» **STORED RECORDS**:
+ + + +
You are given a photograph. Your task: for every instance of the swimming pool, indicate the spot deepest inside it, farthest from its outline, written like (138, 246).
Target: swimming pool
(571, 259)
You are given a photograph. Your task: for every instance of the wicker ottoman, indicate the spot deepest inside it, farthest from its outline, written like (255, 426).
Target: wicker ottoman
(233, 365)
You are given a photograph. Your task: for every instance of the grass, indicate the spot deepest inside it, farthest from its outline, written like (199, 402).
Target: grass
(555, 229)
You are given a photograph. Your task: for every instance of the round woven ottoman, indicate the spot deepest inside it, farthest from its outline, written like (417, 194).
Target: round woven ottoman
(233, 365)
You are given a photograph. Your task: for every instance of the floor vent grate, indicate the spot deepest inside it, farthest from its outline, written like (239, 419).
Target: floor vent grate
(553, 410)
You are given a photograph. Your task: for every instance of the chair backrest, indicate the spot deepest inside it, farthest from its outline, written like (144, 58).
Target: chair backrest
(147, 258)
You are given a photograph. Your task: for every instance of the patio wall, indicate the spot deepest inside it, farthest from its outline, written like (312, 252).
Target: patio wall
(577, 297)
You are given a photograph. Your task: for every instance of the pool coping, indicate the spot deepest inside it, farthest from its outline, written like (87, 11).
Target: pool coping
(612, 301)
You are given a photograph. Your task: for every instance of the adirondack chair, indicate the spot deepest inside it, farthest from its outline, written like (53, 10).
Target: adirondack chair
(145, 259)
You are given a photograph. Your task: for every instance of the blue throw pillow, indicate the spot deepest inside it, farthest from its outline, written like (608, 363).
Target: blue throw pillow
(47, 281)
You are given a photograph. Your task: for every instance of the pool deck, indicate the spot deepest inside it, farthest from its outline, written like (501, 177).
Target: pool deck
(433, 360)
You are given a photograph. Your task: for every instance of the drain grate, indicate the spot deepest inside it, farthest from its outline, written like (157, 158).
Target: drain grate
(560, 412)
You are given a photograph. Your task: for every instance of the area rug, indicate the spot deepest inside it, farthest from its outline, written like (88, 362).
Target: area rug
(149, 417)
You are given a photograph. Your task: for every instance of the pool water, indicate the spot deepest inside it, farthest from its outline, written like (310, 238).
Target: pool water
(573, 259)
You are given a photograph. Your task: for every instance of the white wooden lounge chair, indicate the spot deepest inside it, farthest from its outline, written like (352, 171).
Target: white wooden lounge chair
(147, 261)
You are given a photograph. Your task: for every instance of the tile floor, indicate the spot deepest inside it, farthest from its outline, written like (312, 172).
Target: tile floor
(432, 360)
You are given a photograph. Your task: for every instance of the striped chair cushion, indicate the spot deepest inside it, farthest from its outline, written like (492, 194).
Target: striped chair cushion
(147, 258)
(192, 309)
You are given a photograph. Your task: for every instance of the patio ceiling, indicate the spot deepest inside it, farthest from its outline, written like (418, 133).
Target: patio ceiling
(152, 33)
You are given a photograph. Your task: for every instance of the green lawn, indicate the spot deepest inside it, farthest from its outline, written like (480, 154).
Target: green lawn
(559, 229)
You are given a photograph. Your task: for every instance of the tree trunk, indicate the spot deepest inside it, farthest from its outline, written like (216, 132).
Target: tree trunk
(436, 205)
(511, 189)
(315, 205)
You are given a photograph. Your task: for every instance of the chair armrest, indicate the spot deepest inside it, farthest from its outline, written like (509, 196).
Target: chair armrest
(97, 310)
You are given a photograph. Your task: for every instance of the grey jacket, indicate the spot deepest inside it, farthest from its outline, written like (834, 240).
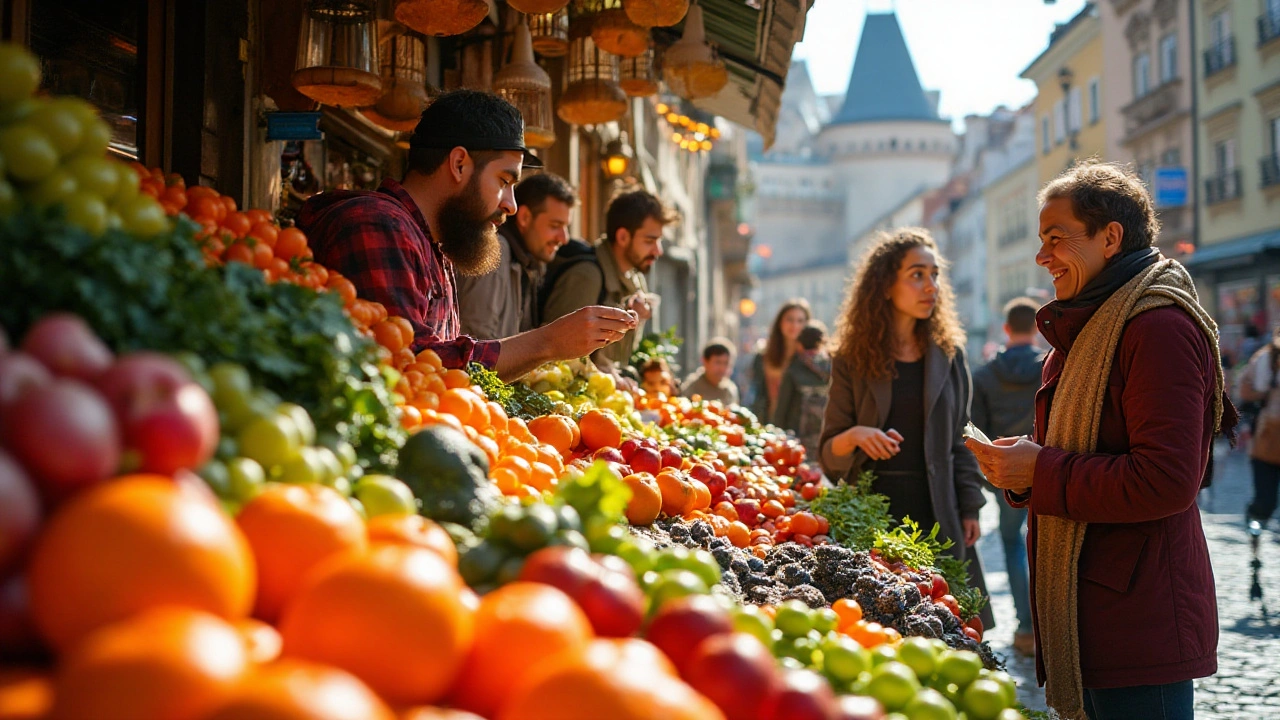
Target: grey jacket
(955, 481)
(504, 301)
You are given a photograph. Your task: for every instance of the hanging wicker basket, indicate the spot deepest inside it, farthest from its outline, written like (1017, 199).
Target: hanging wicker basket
(440, 17)
(615, 32)
(656, 13)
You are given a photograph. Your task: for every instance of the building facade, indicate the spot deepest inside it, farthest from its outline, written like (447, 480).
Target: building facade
(1237, 263)
(1151, 117)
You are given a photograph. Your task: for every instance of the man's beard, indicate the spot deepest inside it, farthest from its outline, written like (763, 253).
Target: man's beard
(469, 235)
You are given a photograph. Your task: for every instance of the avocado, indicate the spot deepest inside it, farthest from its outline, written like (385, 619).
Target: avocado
(449, 475)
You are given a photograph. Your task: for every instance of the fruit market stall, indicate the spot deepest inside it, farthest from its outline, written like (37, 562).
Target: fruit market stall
(228, 488)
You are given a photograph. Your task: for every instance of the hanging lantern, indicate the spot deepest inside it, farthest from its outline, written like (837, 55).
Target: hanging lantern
(639, 76)
(691, 67)
(405, 91)
(536, 7)
(440, 17)
(592, 94)
(656, 13)
(338, 53)
(551, 33)
(526, 86)
(615, 32)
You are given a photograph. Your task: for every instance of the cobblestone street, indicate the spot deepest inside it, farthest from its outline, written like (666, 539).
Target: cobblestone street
(1247, 683)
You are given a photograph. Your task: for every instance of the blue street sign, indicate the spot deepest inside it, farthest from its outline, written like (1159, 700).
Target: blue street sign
(1170, 187)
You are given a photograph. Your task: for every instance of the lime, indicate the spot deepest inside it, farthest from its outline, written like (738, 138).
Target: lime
(959, 666)
(894, 684)
(918, 655)
(672, 584)
(929, 705)
(794, 619)
(750, 619)
(983, 700)
(844, 660)
(19, 73)
(246, 478)
(384, 495)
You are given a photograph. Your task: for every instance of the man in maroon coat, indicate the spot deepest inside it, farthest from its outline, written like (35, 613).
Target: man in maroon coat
(1146, 615)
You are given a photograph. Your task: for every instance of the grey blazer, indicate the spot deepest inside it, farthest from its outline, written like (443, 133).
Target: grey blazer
(955, 481)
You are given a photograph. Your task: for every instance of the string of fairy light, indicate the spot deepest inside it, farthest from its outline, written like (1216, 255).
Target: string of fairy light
(686, 132)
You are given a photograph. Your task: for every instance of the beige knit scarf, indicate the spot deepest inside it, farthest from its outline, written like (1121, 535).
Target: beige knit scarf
(1073, 425)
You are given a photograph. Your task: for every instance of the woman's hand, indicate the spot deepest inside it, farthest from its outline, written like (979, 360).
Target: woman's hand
(877, 443)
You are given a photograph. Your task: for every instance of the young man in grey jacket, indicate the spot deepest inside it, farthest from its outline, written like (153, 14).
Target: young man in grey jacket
(1004, 405)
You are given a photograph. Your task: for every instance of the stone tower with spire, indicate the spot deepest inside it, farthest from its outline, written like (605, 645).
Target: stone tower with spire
(882, 146)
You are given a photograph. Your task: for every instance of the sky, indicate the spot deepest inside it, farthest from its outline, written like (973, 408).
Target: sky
(972, 50)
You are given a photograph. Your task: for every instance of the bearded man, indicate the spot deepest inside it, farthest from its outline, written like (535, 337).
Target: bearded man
(402, 244)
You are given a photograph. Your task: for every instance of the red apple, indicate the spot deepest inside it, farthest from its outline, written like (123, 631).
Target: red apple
(860, 707)
(671, 458)
(804, 696)
(613, 602)
(18, 372)
(64, 434)
(684, 623)
(67, 346)
(19, 513)
(736, 673)
(647, 460)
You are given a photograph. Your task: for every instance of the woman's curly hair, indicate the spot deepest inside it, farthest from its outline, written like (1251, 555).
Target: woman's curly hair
(864, 332)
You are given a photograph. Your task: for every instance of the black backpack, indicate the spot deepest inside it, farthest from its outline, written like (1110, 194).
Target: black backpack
(570, 254)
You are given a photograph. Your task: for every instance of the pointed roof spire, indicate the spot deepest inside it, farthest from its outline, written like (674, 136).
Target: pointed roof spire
(883, 85)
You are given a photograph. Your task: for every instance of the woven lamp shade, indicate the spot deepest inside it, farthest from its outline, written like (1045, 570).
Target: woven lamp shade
(405, 92)
(549, 32)
(536, 7)
(592, 94)
(440, 17)
(615, 32)
(638, 76)
(691, 67)
(337, 62)
(526, 86)
(656, 13)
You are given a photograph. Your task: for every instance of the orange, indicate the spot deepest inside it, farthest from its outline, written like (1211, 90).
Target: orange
(606, 679)
(600, 428)
(677, 492)
(645, 499)
(519, 628)
(24, 695)
(414, 531)
(292, 529)
(292, 689)
(131, 545)
(556, 431)
(167, 662)
(398, 618)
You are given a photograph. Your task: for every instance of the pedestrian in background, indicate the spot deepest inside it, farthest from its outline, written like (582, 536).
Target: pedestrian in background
(803, 395)
(768, 367)
(712, 381)
(900, 393)
(1004, 405)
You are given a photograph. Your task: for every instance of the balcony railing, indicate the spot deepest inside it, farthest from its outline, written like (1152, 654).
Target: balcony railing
(1269, 28)
(1270, 171)
(1220, 57)
(1221, 187)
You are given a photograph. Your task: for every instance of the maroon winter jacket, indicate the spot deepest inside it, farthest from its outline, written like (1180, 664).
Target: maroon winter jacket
(1146, 601)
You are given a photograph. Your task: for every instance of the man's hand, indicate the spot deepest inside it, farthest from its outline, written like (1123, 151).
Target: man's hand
(588, 329)
(1008, 463)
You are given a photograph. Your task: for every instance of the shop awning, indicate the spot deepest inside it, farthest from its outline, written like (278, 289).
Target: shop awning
+ + + +
» **STATED GOAL**:
Copy the records word for word, starting at the line that contains "like (1121, 535)." and ending at the line that contains "(1073, 425)", with both of those lines included.

» **THE RESPONSE**:
You are given a photograph. Your task: for every instance of the beige knit scarf, indicate the spot deepest inside it, farthest from its outline, written like (1121, 535).
Target: beige knit scarf
(1073, 425)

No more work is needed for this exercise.